Given data:

········

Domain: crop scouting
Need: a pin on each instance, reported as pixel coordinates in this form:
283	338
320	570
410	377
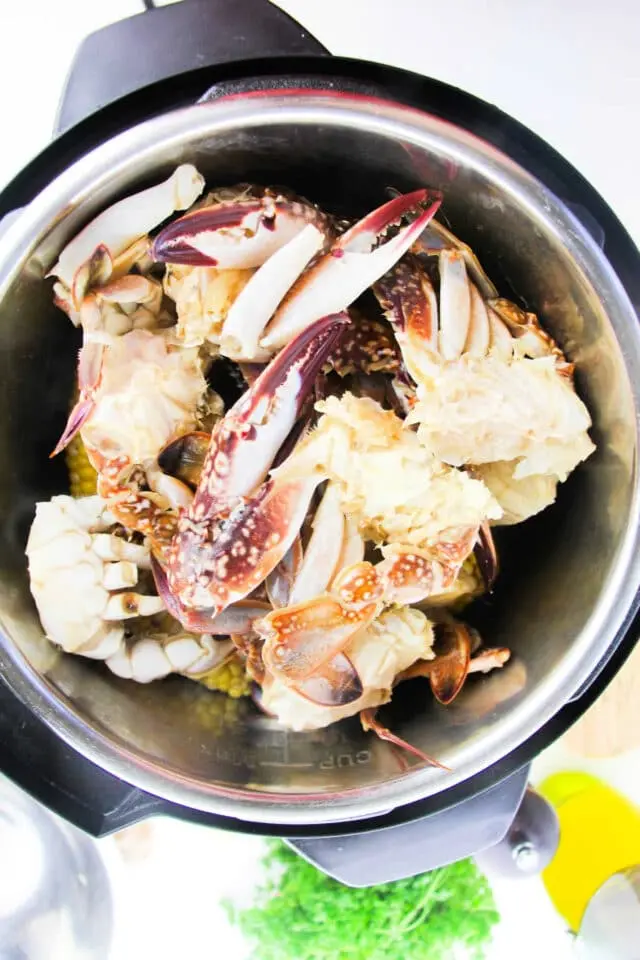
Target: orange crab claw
449	670
301	638
409	574
359	585
335	684
369	722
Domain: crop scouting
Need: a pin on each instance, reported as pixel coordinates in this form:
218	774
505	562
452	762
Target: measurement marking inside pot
280	763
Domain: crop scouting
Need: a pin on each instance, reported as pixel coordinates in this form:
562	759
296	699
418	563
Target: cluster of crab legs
224	529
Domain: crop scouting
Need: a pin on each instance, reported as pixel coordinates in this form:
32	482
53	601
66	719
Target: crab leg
89	379
257	301
245	442
356	260
281	579
236	234
369	722
126	221
324	549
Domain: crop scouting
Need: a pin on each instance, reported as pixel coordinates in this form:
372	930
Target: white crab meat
389	481
481	410
119	226
152	653
149	393
203	297
379	652
519	498
82	577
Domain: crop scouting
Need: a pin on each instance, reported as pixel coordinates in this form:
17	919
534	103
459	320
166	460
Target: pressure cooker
242	91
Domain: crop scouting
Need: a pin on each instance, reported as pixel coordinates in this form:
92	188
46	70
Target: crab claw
281	579
184	457
118	227
89	379
409	302
323	550
235	234
335	684
236	620
487	556
449	669
357	259
214	564
245	442
301	638
409	574
256	303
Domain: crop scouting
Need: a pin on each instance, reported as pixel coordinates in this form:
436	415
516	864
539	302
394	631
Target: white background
568	69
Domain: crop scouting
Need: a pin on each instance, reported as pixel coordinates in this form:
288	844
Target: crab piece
212	564
369	721
72	553
437	238
236	621
184	457
321	557
257	301
281	579
203	297
486	556
377	653
301	638
246	440
336	684
367	347
117	228
356	260
155	651
236	234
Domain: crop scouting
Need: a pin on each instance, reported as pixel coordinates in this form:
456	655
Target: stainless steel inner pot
569	577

········

Task objective: Give the listing again exactly, but omit each image.

Task output:
Domain: crop scouting
Need: a pin on each instance, reported as pixel coordinates in this form:
283	338
320	570
410	377
Target: orange crab claw
449	670
301	638
409	574
359	585
335	684
369	722
Domain: crop scouting
Need: a pin on each instance, reported as pixel coordinates in this form:
218	774
505	562
452	762
Target: measurement marking inside pot
280	763
Domain: crop scouting
Need: a pin on each instance, reported as pixel coordinates in this form:
562	759
296	699
418	563
Target: cluster of crab legs
224	529
Domain: crop scouting
Need: a pin on each instance, reported as pixel coordinates in this form:
32	482
53	601
66	719
Target: crab leg
89	379
257	301
245	442
356	260
281	579
236	234
369	722
126	221
324	549
Domain: crop scouting
Need: a pin on each instance, reported as pixel coordinates in this form:
372	930
Target: white crab meat
389	481
481	410
119	226
152	653
149	393
203	297
379	652
519	498
82	577
Domain: crop scouting
Need: a pin on each instance, reported as pixel coordinates in this form:
17	919
534	103
459	320
166	460
Target: pressure cooker
242	91
Domain: crop scouting
Need: a pin on each instance, reported as pixel coordinates in this form:
92	188
46	70
Target: crab claw
281	579
184	457
118	227
89	379
409	302
323	550
235	234
335	684
236	620
487	556
449	669
357	259
214	564
245	442
301	638
409	574
256	303
Domain: crop scouting
Need: a pin on each instance, reported as pixel coordinates in this form:
436	415
516	864
539	302
394	631
Target: white background
568	69
Domain: crop scouting
Need: a pin on each instance, reported as pixel coordinates in this form:
288	844
Target: crab piece
212	564
369	721
72	553
437	238
236	621
184	457
321	557
257	301
281	579
203	297
486	556
377	653
301	638
246	440
336	684
367	347
117	228
356	260
155	651
236	234
Domain: crop scouting
Need: a pin on each instance, reported as pixel coordinates in this form:
456	655
Target: stainless steel inner pot
569	577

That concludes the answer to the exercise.